§ **What you are asked to do**: Reproduce the following records verbatim, line for line, with nothing altered, added, or omitted.

§ **Material provided**:

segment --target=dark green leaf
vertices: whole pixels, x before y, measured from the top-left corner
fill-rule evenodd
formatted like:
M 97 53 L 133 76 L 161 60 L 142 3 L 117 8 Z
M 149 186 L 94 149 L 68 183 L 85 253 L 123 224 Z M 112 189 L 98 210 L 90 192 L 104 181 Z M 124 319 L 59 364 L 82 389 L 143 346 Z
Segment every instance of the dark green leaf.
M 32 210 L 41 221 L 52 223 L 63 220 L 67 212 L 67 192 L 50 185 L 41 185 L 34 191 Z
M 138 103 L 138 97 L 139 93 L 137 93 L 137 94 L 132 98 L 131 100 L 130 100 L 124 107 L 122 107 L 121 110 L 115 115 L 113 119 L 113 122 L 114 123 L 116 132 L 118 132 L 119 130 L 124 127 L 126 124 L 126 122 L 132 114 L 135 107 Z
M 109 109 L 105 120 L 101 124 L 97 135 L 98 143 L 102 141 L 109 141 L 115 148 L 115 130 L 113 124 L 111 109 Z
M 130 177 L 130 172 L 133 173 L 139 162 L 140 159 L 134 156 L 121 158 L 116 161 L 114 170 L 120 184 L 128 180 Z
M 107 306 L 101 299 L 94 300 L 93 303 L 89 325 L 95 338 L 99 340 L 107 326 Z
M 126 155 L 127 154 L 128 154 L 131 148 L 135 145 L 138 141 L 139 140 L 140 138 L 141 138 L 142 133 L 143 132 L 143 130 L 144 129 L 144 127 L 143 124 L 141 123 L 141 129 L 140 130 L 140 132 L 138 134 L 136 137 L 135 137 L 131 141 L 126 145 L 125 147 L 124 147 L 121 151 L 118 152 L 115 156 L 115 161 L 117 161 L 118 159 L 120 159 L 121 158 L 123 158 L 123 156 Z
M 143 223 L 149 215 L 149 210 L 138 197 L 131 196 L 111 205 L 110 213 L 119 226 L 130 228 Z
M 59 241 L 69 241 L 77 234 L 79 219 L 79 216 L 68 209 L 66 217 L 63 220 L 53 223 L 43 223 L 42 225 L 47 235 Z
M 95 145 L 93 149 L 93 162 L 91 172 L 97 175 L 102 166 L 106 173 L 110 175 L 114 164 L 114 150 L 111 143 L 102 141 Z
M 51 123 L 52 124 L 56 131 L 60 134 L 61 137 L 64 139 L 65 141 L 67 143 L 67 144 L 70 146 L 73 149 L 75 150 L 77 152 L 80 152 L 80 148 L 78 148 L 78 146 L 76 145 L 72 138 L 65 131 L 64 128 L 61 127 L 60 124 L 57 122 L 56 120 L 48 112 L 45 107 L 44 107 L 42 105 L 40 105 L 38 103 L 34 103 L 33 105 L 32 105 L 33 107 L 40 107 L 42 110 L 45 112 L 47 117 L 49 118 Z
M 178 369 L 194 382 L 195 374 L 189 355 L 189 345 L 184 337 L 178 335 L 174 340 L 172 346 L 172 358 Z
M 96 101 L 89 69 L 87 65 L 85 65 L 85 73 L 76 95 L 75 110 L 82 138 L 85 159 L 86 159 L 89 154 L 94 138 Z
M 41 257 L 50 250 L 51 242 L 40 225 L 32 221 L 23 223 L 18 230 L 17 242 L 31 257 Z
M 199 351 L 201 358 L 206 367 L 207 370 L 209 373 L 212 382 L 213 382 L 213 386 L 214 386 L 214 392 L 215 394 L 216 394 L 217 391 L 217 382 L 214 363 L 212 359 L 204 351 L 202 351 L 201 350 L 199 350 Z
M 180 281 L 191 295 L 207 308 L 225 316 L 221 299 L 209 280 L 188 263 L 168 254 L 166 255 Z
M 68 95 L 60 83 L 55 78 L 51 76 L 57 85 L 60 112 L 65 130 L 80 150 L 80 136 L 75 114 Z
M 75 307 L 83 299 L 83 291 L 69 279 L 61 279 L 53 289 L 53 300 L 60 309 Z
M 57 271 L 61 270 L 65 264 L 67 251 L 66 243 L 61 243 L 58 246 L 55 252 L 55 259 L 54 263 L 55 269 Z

§ **Right answer**:
segment --target=dark green leaf
vertices: whole pixels, x before y, measured from the top-left corner
fill-rule evenodd
formatted like:
M 97 53 L 133 76 L 161 60 L 142 3 L 117 8 Z
M 149 186 L 94 149 L 68 183 L 85 253 L 123 224 Z M 112 189 L 98 210 L 90 192 L 104 181 Z M 124 319 L 59 364 L 82 389 L 143 346 Z
Segment every instance of the dark green leaf.
M 32 210 L 41 221 L 52 223 L 63 220 L 67 212 L 67 192 L 50 185 L 41 185 L 34 191 Z
M 138 103 L 138 97 L 139 93 L 137 93 L 137 94 L 132 98 L 131 100 L 130 100 L 124 107 L 122 107 L 121 110 L 115 115 L 113 119 L 113 122 L 114 123 L 116 132 L 118 132 L 119 130 L 124 127 L 126 124 L 126 122 L 132 114 L 135 107 Z
M 109 109 L 105 120 L 101 124 L 97 135 L 98 143 L 102 141 L 109 141 L 115 148 L 115 130 L 113 124 L 111 109 Z
M 130 177 L 130 172 L 133 173 L 139 162 L 140 159 L 134 156 L 121 158 L 116 161 L 114 170 L 120 184 L 128 180 Z
M 107 306 L 101 299 L 94 300 L 93 303 L 89 325 L 95 338 L 99 340 L 107 326 Z
M 126 155 L 127 154 L 128 154 L 131 148 L 135 145 L 138 141 L 139 140 L 140 138 L 141 138 L 142 133 L 143 132 L 143 130 L 144 129 L 144 127 L 143 124 L 141 123 L 141 129 L 140 130 L 140 132 L 138 134 L 136 137 L 135 137 L 131 141 L 126 145 L 125 147 L 124 147 L 121 151 L 118 152 L 115 156 L 115 161 L 117 161 L 118 159 L 120 159 L 121 158 L 123 158 L 123 156 Z
M 143 223 L 149 215 L 149 210 L 138 197 L 131 196 L 111 205 L 110 213 L 119 226 L 130 228 Z
M 59 241 L 69 241 L 77 234 L 79 219 L 79 216 L 68 209 L 66 217 L 63 220 L 53 223 L 43 223 L 42 225 L 47 235 Z
M 95 145 L 93 149 L 93 162 L 91 172 L 97 175 L 102 166 L 106 173 L 110 175 L 114 164 L 114 150 L 111 143 L 102 141 Z
M 51 123 L 52 124 L 56 131 L 60 134 L 61 137 L 64 139 L 65 141 L 67 143 L 67 144 L 70 146 L 73 149 L 75 150 L 77 152 L 80 152 L 80 148 L 78 148 L 78 146 L 76 145 L 72 138 L 65 131 L 64 128 L 61 127 L 60 124 L 57 122 L 56 120 L 48 112 L 45 107 L 44 107 L 42 105 L 40 105 L 38 103 L 34 103 L 33 105 L 32 105 L 33 107 L 40 107 L 42 110 L 45 112 L 47 117 L 49 118 Z
M 178 369 L 194 382 L 195 374 L 189 355 L 189 345 L 184 337 L 178 335 L 174 340 L 172 346 L 172 358 Z
M 96 101 L 89 69 L 87 65 L 85 65 L 85 73 L 76 95 L 75 110 L 82 138 L 85 159 L 86 159 L 89 154 L 94 138 Z
M 41 257 L 50 250 L 51 242 L 40 225 L 32 221 L 23 223 L 18 230 L 17 242 L 31 257 Z
M 199 351 L 201 358 L 206 367 L 207 370 L 209 373 L 212 382 L 213 382 L 213 386 L 214 386 L 214 392 L 215 394 L 216 394 L 217 391 L 217 382 L 214 363 L 212 359 L 204 351 L 202 351 L 201 350 L 199 350 Z
M 180 281 L 191 295 L 207 308 L 225 316 L 221 299 L 209 280 L 188 263 L 168 254 L 166 255 Z
M 68 95 L 60 83 L 55 78 L 51 76 L 57 85 L 60 112 L 65 130 L 80 150 L 80 136 L 75 114 Z
M 75 307 L 83 299 L 83 291 L 69 279 L 61 279 L 53 289 L 53 300 L 60 309 Z
M 57 271 L 61 270 L 65 264 L 67 251 L 66 243 L 61 243 L 58 246 L 55 252 L 55 259 L 54 263 L 55 269 Z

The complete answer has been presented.